** Opening INFORMATION GIVEN block **

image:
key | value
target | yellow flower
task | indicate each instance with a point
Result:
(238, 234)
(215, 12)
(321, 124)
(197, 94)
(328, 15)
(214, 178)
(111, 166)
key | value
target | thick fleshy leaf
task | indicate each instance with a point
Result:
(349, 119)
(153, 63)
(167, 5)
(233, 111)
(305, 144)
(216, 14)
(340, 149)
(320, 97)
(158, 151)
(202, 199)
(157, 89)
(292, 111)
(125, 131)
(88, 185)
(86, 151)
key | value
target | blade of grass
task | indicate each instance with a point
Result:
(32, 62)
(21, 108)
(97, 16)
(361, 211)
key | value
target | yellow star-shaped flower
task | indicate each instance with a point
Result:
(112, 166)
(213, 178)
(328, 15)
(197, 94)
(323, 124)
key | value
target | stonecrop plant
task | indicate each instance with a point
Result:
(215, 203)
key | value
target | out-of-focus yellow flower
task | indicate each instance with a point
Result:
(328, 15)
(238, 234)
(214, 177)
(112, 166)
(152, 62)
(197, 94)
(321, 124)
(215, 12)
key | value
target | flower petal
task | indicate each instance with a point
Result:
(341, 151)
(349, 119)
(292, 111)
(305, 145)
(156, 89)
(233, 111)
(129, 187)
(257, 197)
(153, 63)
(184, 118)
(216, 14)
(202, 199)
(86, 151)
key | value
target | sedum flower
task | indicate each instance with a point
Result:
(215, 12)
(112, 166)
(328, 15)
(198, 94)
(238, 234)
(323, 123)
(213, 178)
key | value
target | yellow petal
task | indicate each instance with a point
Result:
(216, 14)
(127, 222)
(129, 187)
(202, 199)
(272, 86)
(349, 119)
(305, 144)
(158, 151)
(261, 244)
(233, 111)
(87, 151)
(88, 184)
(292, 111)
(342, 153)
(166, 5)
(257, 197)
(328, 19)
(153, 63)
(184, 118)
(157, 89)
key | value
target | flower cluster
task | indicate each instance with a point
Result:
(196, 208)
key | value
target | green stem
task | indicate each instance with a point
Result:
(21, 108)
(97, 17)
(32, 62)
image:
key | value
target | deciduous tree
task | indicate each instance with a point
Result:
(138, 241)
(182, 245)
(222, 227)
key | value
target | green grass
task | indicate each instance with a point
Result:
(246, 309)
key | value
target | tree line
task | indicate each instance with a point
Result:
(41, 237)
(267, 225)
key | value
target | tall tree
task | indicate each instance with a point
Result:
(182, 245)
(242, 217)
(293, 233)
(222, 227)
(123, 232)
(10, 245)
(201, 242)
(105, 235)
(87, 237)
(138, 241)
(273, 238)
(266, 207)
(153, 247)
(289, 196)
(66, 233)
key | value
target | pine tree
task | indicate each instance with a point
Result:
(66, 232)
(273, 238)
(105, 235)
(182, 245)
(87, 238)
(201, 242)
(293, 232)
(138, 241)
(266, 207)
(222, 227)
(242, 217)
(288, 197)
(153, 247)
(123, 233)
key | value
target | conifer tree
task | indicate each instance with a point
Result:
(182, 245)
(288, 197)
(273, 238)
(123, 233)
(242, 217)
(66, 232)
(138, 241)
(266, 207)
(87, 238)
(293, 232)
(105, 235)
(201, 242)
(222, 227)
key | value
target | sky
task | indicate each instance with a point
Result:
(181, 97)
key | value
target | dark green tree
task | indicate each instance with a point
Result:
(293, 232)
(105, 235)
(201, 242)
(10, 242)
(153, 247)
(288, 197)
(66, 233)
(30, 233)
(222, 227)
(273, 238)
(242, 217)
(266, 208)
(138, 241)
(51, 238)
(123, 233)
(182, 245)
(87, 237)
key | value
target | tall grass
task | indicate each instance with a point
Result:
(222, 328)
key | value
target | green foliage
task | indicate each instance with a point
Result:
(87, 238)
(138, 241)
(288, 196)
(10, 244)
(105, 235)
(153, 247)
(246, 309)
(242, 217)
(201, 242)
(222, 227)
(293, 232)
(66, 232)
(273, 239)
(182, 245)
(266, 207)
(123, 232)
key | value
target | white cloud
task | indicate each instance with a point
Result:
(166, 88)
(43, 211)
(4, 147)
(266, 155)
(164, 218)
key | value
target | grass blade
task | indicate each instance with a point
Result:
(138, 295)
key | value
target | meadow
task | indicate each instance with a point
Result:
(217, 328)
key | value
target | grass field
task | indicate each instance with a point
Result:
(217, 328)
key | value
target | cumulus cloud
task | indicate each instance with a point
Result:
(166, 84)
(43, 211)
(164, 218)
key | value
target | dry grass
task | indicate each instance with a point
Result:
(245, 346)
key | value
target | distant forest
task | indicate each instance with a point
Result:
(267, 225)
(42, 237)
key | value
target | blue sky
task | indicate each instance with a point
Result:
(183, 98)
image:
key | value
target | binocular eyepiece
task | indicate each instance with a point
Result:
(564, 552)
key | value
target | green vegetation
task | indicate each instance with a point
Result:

** Closing INFORMATION GIVEN block **

§ **EXERCISE AIM**:
I would like you to output every record exactly as written.

§ **SOLUTION**:
image:
key | value
target | yellow flower
task | indicate each instance with a point
Result:
(238, 234)
(215, 12)
(321, 124)
(197, 94)
(328, 15)
(214, 178)
(111, 166)
key | value
target | thick fleshy leaf
task | indicate each instance with a point
Result:
(349, 119)
(153, 63)
(167, 5)
(233, 111)
(305, 144)
(216, 14)
(340, 149)
(320, 97)
(158, 151)
(202, 199)
(157, 89)
(292, 111)
(125, 131)
(88, 185)
(86, 151)
key | value
target | blade of grass
task | indicate each instance with a point
Result:
(32, 62)
(21, 108)
(97, 16)
(361, 211)
key | value
target | yellow star-shaped flower
task | indicate each instance with a point
Result:
(112, 166)
(213, 178)
(328, 15)
(197, 94)
(323, 124)
key | value
target | stonecrop plant
task | indicate each instance with a point
Result:
(215, 203)
key | value
target | out-of-focus yellow flower
task | indicate each instance with a point
Result:
(328, 15)
(238, 234)
(214, 177)
(112, 166)
(152, 62)
(197, 94)
(321, 124)
(215, 12)
key | value
target | flower petal
task | indicate each instance with a point
Result:
(341, 151)
(349, 119)
(292, 111)
(305, 145)
(156, 89)
(233, 111)
(129, 187)
(257, 197)
(153, 63)
(184, 118)
(216, 14)
(202, 199)
(86, 151)
key | value
target | sedum flower
task | indicate each instance with a point
Result:
(215, 12)
(112, 166)
(328, 15)
(198, 94)
(238, 234)
(323, 123)
(213, 178)
key | value
target | yellow petal
task | indicate each instance with a point
Result:
(216, 14)
(127, 222)
(129, 187)
(202, 199)
(272, 86)
(349, 119)
(305, 144)
(158, 151)
(261, 244)
(233, 111)
(87, 151)
(88, 184)
(292, 111)
(342, 153)
(166, 5)
(257, 197)
(328, 19)
(153, 63)
(184, 118)
(157, 89)
key | value
target | flower cluster
task | indicate each instance with a point
Result:
(196, 208)
key | value
target | green stem
task | indicate each instance with a point
Result:
(21, 108)
(97, 17)
(32, 62)
image:
key | value
target | deciduous tree
task | indicate each instance with a point
Result:
(138, 241)
(182, 245)
(222, 227)
key | value
target | green grass
task | indicate each instance with a point
Result:
(246, 309)
key | value
target | tree line
task | indicate each instance with a point
Result:
(41, 237)
(267, 225)
key | value
target | tall tree
task | indicate each instance with a point
Result:
(182, 245)
(242, 217)
(293, 233)
(222, 227)
(123, 232)
(10, 245)
(201, 242)
(105, 235)
(87, 237)
(138, 241)
(273, 238)
(266, 207)
(153, 247)
(289, 196)
(66, 233)
key | value
target | pine tree
task | indicate each instance with a point
Result:
(66, 232)
(273, 238)
(105, 235)
(182, 245)
(87, 238)
(201, 242)
(293, 232)
(138, 241)
(266, 207)
(222, 227)
(242, 217)
(288, 197)
(153, 247)
(123, 233)
key | value
target | conifer tree
task | indicate each instance with a point
Result:
(182, 245)
(288, 197)
(273, 238)
(123, 233)
(242, 217)
(66, 232)
(138, 241)
(266, 207)
(87, 238)
(293, 232)
(105, 235)
(201, 242)
(222, 227)
key | value
target | sky
task | indicate each instance with a point
Result:
(181, 97)
key | value
target | dark green tree
task | indicate each instance with a point
Result:
(293, 232)
(105, 235)
(201, 242)
(10, 242)
(153, 247)
(288, 197)
(66, 233)
(30, 233)
(222, 227)
(273, 238)
(242, 217)
(266, 208)
(138, 241)
(51, 238)
(123, 233)
(182, 245)
(87, 237)
key | value
target | tall grass
task | indicate each instance with a point
Result:
(222, 328)
key | value
target | green foliage
task | indicate each instance with a point
Result:
(87, 238)
(138, 241)
(288, 196)
(10, 244)
(105, 235)
(153, 247)
(246, 309)
(242, 217)
(201, 242)
(222, 227)
(293, 232)
(66, 232)
(273, 239)
(182, 245)
(266, 207)
(123, 232)
key | value
target | white cloud
task | indicate each instance with a point
Result:
(166, 88)
(43, 211)
(4, 147)
(266, 155)
(164, 218)
key | value
target | grass blade
task | indicate each instance with a point
Result:
(138, 295)
key | value
target | meadow
task | indicate each instance with a point
Result:
(217, 328)
key | value
target | grass field
task | indicate each instance with a point
Result:
(217, 328)
key | value
target | cumulus cloud
task | indicate each instance with a point
Result:
(166, 84)
(43, 211)
(164, 218)
key | value
target | dry grass
task | indicate each instance with a point
Result:
(245, 346)
key | value
target | distant forest
task | indicate each instance with a point
Result:
(267, 225)
(42, 237)
key | value
target | blue sky
task | indicate each instance with a point
Result:
(183, 98)
image:
key | value
target | binocular eyepiece
task | indicate each instance with a point
Result:
(564, 552)
key | value
target | green vegetation
task | indicate each instance with a point
Result:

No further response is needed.